Brief — Pull out every line of the data below that contains the word "window", and copy each such line in full. The match is case-sensitive.

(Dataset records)
··········

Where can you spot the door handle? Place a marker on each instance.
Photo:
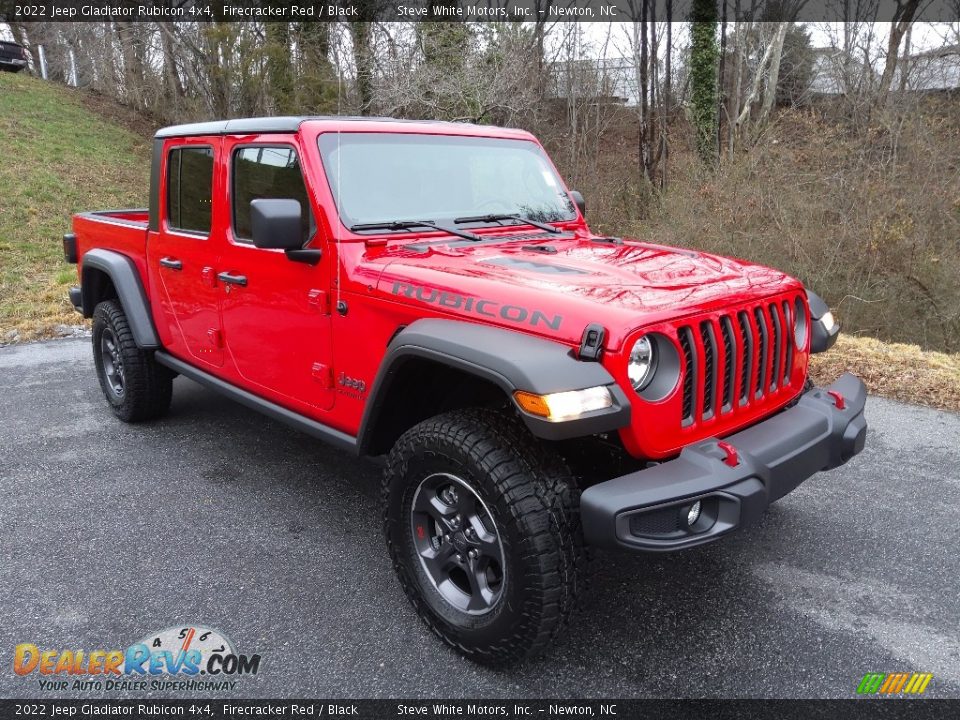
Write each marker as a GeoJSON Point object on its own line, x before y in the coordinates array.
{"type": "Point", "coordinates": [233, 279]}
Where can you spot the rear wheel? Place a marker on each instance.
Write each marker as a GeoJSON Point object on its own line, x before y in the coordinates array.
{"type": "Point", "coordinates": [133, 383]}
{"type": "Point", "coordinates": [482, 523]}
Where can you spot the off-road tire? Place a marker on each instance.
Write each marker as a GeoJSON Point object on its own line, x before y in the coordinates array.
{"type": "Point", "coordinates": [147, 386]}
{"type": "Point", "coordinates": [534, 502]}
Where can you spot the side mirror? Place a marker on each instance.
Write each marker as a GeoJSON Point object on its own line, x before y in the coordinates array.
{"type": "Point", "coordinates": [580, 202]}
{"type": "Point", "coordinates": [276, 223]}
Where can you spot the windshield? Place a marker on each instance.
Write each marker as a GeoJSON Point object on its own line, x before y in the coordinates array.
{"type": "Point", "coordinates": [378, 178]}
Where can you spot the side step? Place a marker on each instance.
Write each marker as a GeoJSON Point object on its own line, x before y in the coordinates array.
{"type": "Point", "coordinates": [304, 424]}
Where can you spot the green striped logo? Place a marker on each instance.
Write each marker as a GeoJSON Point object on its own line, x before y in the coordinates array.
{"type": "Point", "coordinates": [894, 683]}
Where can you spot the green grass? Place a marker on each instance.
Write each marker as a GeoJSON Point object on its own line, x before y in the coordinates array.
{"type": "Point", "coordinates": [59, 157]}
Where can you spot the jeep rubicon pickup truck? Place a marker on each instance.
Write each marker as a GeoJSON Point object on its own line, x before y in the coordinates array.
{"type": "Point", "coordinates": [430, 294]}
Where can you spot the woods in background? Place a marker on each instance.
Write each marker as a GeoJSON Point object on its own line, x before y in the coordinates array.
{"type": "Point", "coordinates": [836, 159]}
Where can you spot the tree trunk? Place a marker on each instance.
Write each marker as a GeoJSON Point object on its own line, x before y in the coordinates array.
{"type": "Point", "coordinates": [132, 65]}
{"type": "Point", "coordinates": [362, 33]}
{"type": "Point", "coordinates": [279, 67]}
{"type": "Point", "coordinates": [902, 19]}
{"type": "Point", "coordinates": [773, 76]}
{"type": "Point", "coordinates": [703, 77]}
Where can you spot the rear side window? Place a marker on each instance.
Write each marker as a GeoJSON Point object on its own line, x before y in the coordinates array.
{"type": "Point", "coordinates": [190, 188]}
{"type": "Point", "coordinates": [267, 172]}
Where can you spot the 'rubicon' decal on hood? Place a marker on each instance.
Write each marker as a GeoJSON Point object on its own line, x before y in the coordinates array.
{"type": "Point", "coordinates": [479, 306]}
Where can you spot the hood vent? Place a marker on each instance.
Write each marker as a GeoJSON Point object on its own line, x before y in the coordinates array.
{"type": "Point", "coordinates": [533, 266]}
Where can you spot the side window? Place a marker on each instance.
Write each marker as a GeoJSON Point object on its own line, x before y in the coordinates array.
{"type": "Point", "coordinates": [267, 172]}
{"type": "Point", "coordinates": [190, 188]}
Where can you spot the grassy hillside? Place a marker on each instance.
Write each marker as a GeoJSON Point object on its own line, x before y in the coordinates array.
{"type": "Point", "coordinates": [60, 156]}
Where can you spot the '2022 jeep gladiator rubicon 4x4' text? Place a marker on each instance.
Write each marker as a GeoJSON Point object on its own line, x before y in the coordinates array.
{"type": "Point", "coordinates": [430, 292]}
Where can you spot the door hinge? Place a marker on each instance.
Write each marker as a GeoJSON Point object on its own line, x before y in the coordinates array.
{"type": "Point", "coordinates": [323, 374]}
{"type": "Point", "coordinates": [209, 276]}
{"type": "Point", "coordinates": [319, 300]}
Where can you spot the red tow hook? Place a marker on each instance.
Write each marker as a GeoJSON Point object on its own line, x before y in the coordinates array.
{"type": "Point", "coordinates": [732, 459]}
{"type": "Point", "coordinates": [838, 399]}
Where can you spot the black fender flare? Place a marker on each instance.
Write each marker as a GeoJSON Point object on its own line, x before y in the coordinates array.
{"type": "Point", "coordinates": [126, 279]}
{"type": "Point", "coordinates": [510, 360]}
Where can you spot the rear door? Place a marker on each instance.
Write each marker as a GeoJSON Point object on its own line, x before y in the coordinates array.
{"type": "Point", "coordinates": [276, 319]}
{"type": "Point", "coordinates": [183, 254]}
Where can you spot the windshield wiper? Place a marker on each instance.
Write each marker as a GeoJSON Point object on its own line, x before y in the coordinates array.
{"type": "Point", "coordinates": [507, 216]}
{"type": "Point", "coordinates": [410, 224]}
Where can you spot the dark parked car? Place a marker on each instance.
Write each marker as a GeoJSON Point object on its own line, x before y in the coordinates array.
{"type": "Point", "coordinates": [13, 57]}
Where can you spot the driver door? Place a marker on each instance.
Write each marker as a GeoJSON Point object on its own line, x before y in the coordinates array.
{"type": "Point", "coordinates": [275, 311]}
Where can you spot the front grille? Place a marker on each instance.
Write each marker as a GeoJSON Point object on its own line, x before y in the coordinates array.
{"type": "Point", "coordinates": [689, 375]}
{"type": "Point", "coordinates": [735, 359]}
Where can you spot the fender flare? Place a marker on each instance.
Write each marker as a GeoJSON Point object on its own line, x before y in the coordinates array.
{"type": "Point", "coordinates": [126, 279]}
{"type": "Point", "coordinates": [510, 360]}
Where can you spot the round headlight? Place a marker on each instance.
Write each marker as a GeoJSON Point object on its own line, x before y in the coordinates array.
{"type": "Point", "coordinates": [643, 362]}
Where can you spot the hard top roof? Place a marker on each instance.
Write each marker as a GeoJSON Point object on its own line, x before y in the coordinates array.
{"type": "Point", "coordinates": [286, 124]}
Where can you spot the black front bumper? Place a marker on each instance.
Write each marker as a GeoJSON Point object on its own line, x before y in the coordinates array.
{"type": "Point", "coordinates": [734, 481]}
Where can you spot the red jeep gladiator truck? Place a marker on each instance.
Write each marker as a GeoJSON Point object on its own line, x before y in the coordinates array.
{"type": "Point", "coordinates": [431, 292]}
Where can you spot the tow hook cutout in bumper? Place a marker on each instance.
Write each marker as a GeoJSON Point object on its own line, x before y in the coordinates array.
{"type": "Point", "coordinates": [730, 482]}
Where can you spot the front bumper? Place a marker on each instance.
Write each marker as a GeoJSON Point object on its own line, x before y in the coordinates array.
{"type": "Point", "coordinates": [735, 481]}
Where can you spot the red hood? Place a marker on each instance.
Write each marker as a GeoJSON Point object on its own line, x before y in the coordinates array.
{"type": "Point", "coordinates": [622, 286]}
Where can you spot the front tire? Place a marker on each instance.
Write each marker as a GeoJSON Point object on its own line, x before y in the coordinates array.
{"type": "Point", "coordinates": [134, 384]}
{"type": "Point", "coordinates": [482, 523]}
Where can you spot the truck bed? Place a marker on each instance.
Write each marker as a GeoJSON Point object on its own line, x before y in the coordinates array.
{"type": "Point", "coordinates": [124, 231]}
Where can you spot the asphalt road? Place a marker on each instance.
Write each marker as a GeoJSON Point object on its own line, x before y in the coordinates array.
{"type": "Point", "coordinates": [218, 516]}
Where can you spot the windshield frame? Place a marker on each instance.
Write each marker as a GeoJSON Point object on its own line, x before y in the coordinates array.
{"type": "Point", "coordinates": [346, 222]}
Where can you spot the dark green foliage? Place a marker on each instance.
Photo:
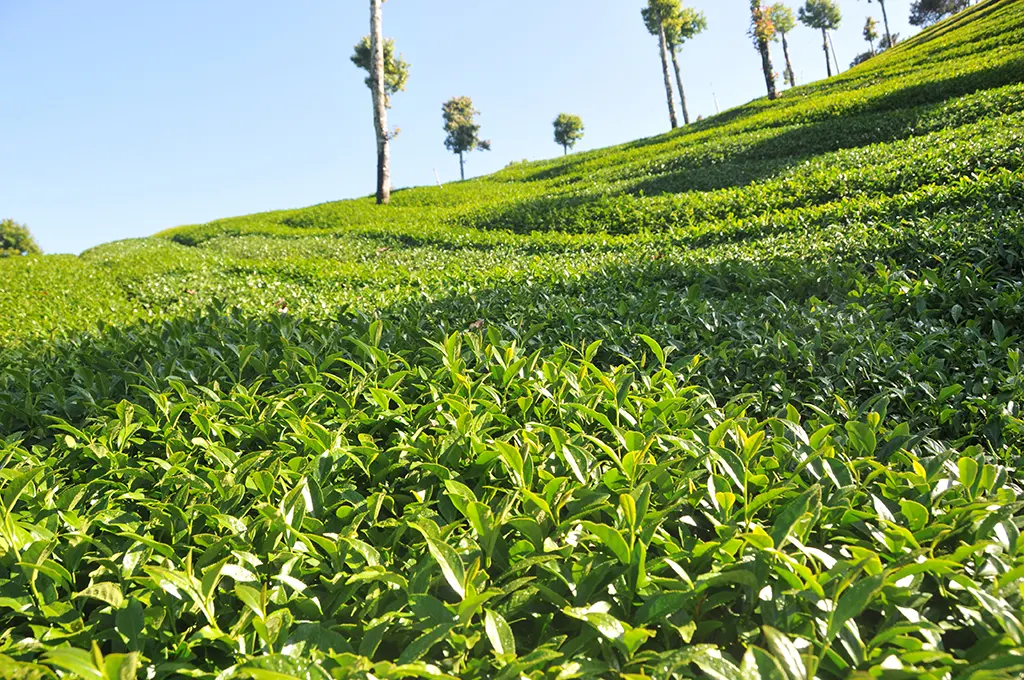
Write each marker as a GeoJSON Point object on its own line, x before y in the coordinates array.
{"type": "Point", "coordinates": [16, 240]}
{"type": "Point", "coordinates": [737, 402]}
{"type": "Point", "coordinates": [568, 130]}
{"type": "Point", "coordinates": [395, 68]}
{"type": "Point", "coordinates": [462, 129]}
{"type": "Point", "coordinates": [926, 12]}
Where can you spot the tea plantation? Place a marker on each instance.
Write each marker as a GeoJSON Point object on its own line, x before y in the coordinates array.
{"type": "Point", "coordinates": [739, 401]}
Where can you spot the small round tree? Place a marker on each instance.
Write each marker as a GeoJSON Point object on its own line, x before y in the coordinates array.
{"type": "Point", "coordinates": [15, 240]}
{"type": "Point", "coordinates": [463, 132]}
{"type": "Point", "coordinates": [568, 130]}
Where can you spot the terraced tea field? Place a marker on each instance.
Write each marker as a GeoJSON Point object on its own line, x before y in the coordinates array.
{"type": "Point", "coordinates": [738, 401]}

··········

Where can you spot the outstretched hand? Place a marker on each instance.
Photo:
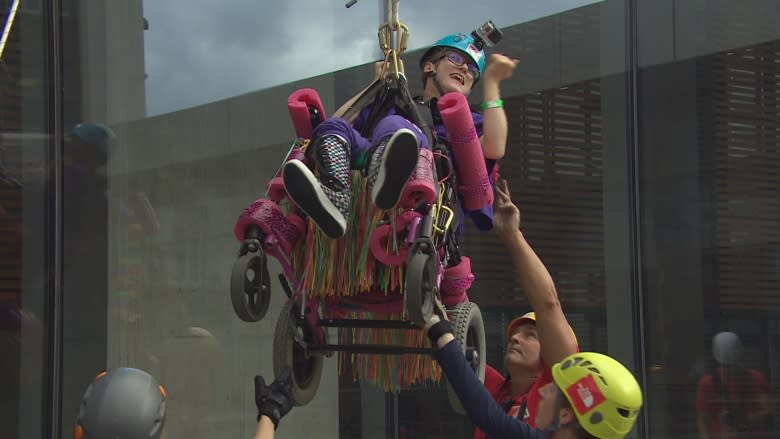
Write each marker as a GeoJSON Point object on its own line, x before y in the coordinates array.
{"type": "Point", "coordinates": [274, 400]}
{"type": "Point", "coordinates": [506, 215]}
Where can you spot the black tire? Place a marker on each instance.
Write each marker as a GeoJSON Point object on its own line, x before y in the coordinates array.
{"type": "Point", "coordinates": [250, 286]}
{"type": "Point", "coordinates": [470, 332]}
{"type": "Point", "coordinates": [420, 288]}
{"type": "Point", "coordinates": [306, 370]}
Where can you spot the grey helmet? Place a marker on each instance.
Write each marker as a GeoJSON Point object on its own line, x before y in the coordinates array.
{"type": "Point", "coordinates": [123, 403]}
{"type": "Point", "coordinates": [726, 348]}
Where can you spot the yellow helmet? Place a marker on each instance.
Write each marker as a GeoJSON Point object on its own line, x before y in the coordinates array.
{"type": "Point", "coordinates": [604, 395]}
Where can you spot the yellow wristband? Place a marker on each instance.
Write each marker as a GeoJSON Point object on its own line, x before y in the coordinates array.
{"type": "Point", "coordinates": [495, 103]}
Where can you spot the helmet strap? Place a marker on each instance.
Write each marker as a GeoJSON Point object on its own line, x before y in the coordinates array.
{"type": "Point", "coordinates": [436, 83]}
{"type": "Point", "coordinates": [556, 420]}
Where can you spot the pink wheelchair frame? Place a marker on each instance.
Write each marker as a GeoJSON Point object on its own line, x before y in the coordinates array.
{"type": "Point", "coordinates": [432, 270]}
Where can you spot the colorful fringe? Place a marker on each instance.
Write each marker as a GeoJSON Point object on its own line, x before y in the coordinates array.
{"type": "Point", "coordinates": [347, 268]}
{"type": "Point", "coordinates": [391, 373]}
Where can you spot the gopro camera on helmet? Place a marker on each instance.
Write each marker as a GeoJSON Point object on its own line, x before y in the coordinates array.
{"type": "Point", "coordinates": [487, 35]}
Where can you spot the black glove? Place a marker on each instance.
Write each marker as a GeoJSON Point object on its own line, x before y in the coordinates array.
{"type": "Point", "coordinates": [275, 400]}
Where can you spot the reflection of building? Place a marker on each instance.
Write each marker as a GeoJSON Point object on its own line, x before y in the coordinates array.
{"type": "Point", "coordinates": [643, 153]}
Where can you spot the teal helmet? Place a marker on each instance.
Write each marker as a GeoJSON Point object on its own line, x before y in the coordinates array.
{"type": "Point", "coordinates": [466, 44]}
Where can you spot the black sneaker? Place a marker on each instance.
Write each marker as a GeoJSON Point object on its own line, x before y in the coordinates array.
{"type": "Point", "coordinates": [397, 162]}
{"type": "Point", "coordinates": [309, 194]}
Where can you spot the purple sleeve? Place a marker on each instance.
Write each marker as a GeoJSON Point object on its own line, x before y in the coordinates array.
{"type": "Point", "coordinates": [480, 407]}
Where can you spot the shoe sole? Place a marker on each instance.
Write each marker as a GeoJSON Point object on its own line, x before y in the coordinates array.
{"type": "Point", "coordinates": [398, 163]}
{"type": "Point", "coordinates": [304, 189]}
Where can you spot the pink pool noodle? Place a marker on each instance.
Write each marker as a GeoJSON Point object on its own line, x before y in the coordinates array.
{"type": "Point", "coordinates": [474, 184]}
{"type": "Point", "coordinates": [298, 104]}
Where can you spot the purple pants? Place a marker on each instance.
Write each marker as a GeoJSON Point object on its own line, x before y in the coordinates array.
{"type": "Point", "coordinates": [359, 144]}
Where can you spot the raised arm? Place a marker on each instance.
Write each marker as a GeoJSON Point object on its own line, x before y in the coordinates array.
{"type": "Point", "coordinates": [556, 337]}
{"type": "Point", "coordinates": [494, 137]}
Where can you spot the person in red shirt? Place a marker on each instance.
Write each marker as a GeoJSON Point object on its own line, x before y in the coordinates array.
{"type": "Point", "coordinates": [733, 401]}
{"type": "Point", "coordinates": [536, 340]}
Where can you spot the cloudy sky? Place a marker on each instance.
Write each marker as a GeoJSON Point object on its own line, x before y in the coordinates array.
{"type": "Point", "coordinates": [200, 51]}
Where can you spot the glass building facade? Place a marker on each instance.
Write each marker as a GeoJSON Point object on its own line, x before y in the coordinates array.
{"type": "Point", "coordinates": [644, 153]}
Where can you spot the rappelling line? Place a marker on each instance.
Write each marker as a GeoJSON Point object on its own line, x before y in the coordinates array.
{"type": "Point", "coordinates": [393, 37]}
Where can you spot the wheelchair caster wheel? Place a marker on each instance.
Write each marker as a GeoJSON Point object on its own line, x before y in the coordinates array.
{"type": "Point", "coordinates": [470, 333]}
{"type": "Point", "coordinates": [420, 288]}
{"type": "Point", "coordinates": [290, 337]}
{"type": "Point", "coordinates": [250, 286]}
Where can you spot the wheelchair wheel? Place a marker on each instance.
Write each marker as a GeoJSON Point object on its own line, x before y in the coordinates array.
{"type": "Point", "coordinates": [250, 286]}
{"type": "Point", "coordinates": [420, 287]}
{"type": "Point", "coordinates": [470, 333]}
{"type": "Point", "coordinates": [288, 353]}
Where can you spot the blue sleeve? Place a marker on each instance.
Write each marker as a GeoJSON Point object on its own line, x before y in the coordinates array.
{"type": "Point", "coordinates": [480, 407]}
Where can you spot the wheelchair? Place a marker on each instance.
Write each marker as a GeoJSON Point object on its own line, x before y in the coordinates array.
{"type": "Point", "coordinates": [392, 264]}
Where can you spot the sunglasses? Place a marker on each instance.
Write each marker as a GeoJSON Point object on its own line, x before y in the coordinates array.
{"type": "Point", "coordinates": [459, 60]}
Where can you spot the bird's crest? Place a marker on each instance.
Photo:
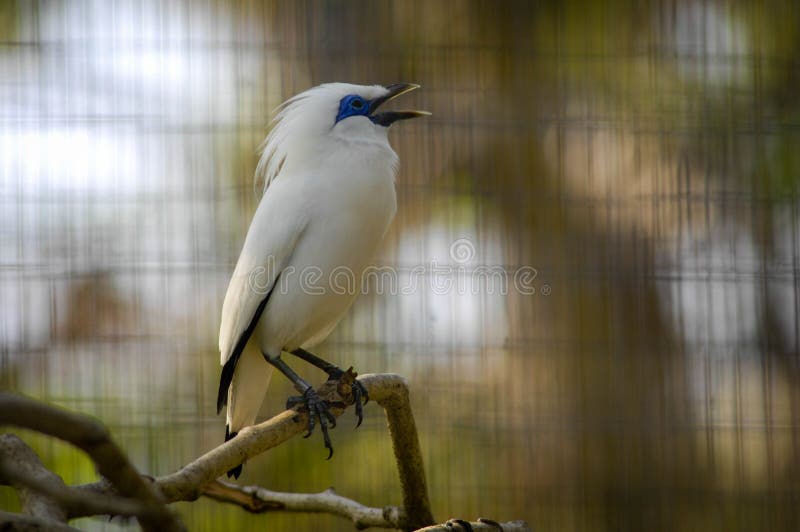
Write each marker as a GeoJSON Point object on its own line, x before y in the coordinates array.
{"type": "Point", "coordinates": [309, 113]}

··········

Exercise solution —
Where can you spot the rear side window? Place a marker on each instance.
Where can you spot the side window? Place a marker on each instance.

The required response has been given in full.